● DOCUMENT EXTRACT
=-=-=-=-=

The U.S. economy rose at a disappointing rate in the second quarter, the Commerce Department reported Thursday in a sign that the U.S. has escaped the shackles of the Covid-19 pandemic but still has more work to do.
Gross domestic product, a measure of all goods and services produced during the April-to-June period, accelerated 6.5% on an annualized basis. That was slightly better than the 6.3% gain in the first quarter, which was revised down narrowly.
While that would have been strong prior to the pandemic, the gain was considerably less than the 8.4% Dow Jones estimate.
Gross private domestic investment fell 3.5% as declines in private inventory and residential investment held back gains. Rising imports and a 5% decline in the rate of federal government spending, despite the ballooning budget deficit, also were factors, the Bureau of Economic Analysis report said.
The overall increase came thanks to increasing personal expenditures, which rose 11.8% as consumers accounted for 69% of all activity. Nonresidential fixed investment, exports and state and local government spending also helped boost output.
The personal savings rate dropped sharply, tumbling to $1.97 trillion from $4.1 trillion in the previous period.
The headline gain was a yardstick for how far the economy has come from the shutdowns imposed during the early days of the pandemic, when governments across the country halted large swaths of economic activity to combat Covid.
At its nadir, the economy collapsed 31.4% in the second quarter of 2020; it bounced back 33.4% in the subsequent three-month period and has continued to push toward normal since.
In the years prior to the pandemic, the Q2 gain would have been the strongest since the third quarter of 2003.
Though output has remained below its pre-pandemic level, the National Bureau of Economic Research pronounced the recession that began in February 2020 to have ended just two months later, the shortest on record.
However, the second quarter is likely to be the high point of the pandemic recovery.
“The good news is that the economy has now surpassed its pre-pandemic level,” wrote Paul Ashworth, chief U.S. economist at Capital Economics. “But with the impact from the fiscal stimulus waning, surging prices weakening purchasing power, the delta variant running amok in the south and the saving rate lower than we thought, we expect GDP growth to slow to 3.5% annualized in the second half of this year.”
Still, areas of the economy remain underwater as the labor market in particular has struggled to get back to normal.
In a separate report Thursday, the Labor Department said 400,000 people filed initial claims for unemployment benefits for the week ended July 24. That level is nearly double the pre-pandemic norm and was above the 380,000 Dow Jones estimate. However, it was a decrease from the previous week’s 424,000.
Continuing claims edged higher to 3.27 million, according to data that runs a week behind the headline number. The total of those receiving benefits rose by nearly 600,000 to 13.16 million, according to data through July 10.
Correction: The annualized gain in GDP was misstated in one summary. It was 6.5%. Also, the personal savings rate dropped to $1.97 trillion.

=-=-=-=-=

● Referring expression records
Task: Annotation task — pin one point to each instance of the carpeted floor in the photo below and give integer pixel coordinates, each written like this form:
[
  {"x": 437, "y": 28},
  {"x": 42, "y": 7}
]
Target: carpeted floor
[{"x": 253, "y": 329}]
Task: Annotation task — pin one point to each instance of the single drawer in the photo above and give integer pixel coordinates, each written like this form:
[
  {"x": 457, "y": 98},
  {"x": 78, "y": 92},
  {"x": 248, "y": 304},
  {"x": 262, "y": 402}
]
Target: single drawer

=-=-=-=-=

Please condense the paragraph in the second-quarter GDP article that begins "In a separate report Thursday" into a short list that keeps its main figures.

- The Labor Department reported on Thursday that 400,000 people filed initial unemployment claims for the week ended July 24.
- That level is nearly double the pre-pandemic norm.
- It came in above the Dow Jones estimate of 380,000.
- It was down from 424,000 the previous week.